begin
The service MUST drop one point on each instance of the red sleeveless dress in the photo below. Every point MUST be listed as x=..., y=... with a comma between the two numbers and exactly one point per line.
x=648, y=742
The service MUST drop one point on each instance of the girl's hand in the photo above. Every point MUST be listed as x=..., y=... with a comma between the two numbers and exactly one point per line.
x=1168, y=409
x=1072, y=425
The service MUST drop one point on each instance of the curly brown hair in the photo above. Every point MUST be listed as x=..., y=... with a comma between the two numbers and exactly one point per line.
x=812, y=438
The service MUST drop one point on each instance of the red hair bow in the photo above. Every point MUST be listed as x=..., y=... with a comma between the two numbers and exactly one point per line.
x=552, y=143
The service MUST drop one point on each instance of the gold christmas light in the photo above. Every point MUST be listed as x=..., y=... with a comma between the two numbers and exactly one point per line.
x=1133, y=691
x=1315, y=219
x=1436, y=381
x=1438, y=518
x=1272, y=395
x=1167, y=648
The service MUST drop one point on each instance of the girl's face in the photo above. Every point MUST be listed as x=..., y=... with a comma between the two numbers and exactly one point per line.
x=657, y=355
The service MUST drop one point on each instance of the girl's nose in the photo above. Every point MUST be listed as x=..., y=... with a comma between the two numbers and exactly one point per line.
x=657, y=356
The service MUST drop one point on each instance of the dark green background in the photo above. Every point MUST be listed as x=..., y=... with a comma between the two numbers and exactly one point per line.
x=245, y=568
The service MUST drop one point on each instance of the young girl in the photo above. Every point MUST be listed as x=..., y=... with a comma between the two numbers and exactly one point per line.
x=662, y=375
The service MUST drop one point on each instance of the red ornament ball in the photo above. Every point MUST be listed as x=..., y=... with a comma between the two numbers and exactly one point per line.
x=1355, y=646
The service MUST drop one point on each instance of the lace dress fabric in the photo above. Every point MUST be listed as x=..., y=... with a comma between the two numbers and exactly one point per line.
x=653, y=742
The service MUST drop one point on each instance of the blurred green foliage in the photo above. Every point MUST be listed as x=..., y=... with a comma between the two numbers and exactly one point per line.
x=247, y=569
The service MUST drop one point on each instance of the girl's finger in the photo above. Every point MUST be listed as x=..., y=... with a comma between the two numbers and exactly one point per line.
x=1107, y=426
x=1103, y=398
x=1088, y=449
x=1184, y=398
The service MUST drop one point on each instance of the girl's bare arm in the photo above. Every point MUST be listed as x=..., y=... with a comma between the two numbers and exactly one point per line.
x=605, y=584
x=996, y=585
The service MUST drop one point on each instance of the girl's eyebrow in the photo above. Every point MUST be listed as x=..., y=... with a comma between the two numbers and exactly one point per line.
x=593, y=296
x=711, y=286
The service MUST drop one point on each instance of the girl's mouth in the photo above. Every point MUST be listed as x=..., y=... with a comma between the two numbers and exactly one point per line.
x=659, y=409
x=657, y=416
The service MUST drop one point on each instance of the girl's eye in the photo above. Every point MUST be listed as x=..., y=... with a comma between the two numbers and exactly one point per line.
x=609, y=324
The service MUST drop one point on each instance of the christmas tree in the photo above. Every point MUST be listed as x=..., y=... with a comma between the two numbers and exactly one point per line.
end
▶ Task requirements: Reproduce the material from its first line through the line containing "x=1072, y=425", replacing "service" with "system" throughout and changing nothing else.

▶ Exercise answer:
The system MUST drop one point on each instance of the red sleeveless dress in the photo below. Every point MUST be listed as x=..., y=... with a comma between the two numbers and exactly one point per line.
x=648, y=742
The system MUST drop one point on each instance of the girl's hand in the photo above. Every point MUST be listed as x=..., y=... with a comma between the two numbers and exactly one point per line.
x=1168, y=409
x=1072, y=425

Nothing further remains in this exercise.